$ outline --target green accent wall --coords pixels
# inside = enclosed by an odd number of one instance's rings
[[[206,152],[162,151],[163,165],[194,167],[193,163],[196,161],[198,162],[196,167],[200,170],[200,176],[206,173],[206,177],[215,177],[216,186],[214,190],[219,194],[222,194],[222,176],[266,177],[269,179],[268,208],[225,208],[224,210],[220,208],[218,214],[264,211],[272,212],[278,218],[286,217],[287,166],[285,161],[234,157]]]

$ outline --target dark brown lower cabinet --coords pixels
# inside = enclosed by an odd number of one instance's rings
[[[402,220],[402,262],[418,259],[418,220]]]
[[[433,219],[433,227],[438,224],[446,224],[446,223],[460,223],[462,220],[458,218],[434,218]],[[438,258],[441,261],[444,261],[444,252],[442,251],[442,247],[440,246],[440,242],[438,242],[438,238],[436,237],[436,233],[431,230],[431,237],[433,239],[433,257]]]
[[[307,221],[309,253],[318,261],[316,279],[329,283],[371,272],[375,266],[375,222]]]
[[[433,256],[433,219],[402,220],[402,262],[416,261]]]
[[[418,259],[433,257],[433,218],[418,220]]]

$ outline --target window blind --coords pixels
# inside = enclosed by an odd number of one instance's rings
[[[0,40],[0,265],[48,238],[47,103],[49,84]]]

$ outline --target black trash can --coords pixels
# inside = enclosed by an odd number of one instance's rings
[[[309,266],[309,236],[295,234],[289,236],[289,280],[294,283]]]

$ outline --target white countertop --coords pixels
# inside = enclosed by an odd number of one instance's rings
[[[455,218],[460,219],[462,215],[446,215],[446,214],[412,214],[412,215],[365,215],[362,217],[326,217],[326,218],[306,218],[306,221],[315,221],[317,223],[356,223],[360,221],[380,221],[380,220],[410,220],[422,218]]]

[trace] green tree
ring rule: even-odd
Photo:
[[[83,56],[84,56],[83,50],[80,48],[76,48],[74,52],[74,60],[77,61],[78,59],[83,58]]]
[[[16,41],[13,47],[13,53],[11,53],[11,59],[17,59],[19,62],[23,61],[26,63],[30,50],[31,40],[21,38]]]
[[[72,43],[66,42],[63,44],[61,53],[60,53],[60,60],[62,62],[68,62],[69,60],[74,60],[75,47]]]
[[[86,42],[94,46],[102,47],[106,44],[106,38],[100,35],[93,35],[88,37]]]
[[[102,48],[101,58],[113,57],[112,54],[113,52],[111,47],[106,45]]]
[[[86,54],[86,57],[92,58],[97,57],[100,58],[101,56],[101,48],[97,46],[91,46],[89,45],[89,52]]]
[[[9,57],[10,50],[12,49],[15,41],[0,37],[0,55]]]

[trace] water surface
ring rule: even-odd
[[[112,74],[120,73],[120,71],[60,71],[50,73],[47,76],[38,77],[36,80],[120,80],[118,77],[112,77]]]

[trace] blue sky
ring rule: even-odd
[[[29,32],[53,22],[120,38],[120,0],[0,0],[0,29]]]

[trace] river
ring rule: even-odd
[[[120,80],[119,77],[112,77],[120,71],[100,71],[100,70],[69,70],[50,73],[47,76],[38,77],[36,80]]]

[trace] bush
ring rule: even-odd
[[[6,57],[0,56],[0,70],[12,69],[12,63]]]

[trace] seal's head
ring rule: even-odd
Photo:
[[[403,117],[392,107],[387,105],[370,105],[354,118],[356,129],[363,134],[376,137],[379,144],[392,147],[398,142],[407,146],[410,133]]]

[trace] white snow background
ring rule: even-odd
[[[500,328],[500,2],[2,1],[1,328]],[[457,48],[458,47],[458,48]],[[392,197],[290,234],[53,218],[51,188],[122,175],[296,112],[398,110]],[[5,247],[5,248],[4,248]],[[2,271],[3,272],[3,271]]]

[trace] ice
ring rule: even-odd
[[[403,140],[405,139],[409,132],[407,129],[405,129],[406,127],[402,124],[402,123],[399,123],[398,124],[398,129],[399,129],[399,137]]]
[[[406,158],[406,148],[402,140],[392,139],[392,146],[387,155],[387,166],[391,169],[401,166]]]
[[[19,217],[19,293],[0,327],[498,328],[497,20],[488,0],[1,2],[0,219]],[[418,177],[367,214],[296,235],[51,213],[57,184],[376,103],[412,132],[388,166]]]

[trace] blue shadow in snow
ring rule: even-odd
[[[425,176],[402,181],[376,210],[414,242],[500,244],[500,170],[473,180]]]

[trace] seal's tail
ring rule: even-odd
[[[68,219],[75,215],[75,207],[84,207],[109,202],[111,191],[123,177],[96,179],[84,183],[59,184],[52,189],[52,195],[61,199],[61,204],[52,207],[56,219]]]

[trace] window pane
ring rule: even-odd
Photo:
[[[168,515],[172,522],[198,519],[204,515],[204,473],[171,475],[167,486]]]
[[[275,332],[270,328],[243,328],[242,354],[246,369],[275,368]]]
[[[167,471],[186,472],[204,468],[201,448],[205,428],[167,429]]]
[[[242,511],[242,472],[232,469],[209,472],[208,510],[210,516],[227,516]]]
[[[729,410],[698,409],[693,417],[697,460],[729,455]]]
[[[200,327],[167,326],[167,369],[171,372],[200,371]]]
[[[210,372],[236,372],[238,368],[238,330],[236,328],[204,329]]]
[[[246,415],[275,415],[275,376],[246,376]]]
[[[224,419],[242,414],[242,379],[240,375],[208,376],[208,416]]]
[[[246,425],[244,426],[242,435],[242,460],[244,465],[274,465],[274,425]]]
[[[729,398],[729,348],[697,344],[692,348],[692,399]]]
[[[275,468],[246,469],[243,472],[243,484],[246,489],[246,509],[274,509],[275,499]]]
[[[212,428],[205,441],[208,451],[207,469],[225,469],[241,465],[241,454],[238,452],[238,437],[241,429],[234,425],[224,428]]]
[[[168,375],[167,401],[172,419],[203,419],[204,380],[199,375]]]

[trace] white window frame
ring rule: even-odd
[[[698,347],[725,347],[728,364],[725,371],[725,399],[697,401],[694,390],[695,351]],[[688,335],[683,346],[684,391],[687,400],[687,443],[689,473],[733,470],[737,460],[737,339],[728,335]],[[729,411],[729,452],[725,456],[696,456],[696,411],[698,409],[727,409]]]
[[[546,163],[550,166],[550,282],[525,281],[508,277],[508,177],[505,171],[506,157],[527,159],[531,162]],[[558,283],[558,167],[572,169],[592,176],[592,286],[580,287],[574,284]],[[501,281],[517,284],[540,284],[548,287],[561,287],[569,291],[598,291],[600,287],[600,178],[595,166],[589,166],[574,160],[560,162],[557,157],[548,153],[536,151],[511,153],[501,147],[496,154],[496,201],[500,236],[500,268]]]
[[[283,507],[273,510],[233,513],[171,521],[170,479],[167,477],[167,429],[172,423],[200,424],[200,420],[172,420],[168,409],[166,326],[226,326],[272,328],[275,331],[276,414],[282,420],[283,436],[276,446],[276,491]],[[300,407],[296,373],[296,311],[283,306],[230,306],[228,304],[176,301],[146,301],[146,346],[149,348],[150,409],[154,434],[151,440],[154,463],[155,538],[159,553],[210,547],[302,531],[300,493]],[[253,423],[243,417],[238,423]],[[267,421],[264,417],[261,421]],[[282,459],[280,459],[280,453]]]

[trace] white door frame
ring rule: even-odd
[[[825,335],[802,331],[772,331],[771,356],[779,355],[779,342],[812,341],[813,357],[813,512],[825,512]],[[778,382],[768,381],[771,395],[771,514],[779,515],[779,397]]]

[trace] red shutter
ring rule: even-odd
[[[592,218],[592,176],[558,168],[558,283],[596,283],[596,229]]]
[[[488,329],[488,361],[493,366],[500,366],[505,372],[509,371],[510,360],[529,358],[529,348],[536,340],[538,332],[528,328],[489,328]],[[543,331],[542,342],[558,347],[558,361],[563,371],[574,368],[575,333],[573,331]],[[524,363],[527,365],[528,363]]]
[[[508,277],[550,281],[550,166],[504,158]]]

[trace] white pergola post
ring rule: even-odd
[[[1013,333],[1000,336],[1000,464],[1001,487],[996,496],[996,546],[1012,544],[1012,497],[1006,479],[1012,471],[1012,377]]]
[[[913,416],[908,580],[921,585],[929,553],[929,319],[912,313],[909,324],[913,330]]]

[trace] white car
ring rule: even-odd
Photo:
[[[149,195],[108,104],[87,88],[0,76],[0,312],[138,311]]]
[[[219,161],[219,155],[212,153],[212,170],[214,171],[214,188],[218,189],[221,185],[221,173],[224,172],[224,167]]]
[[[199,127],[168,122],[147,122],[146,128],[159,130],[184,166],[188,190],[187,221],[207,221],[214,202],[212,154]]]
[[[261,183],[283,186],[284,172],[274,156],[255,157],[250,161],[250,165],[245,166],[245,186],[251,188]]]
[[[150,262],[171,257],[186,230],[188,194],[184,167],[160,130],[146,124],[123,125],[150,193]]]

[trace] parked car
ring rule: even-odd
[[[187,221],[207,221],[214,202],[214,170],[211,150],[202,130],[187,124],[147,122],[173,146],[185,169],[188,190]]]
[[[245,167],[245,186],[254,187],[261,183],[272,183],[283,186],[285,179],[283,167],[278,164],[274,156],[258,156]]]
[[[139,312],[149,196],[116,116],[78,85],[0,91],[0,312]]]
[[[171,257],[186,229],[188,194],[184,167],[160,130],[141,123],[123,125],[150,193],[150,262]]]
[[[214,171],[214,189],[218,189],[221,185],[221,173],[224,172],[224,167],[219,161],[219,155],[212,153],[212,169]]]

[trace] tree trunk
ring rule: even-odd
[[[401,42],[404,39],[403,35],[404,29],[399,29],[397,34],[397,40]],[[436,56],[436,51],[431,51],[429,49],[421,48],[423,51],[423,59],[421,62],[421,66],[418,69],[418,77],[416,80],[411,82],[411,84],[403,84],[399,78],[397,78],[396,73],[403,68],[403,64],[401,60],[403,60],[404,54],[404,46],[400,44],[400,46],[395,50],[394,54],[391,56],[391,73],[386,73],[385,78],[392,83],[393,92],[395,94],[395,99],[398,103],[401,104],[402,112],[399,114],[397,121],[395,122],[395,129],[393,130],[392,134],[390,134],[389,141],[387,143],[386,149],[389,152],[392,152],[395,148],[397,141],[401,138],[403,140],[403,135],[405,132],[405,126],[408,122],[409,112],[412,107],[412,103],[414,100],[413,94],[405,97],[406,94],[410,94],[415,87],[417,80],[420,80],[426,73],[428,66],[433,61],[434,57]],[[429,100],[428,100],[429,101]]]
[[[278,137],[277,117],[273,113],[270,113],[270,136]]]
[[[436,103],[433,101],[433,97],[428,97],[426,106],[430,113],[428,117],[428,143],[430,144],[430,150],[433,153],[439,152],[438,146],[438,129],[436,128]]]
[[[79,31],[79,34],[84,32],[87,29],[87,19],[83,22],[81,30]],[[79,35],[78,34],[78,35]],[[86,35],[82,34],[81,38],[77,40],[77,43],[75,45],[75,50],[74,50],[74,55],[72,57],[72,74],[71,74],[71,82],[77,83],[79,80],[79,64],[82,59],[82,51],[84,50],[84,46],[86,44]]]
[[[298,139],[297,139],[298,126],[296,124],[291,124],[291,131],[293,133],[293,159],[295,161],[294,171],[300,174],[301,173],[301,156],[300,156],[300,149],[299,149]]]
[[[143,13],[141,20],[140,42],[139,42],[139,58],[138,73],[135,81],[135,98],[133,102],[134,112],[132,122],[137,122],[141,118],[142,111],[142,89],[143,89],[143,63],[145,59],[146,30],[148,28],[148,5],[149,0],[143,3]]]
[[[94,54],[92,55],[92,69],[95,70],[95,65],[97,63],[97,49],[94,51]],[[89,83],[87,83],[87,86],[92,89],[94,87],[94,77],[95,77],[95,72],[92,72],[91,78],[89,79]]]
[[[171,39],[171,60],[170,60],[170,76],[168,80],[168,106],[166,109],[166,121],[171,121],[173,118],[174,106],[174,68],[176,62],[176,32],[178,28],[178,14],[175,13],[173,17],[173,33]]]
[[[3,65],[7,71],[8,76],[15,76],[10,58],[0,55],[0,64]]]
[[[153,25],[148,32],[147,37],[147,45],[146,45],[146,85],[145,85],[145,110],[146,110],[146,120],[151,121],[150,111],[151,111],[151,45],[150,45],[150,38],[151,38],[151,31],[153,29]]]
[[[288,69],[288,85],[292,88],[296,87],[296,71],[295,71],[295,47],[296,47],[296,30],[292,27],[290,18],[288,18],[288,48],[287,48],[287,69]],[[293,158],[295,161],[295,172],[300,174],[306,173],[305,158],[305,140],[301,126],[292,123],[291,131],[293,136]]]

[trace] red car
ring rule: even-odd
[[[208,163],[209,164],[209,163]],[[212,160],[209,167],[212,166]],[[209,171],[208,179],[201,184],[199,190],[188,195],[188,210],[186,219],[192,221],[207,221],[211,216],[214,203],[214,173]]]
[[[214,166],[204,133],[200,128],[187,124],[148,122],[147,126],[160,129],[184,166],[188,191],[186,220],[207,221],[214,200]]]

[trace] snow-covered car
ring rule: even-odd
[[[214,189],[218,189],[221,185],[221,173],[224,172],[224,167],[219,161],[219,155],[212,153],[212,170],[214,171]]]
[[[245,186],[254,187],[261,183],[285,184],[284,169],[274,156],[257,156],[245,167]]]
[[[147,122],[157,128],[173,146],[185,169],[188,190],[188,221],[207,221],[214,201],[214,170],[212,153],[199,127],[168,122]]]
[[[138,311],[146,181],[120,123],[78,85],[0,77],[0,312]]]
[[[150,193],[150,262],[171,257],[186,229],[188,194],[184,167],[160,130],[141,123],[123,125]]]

- Work request: Work out how many lines of the data include the word "outline", and write that number alone.

- Written solution: 5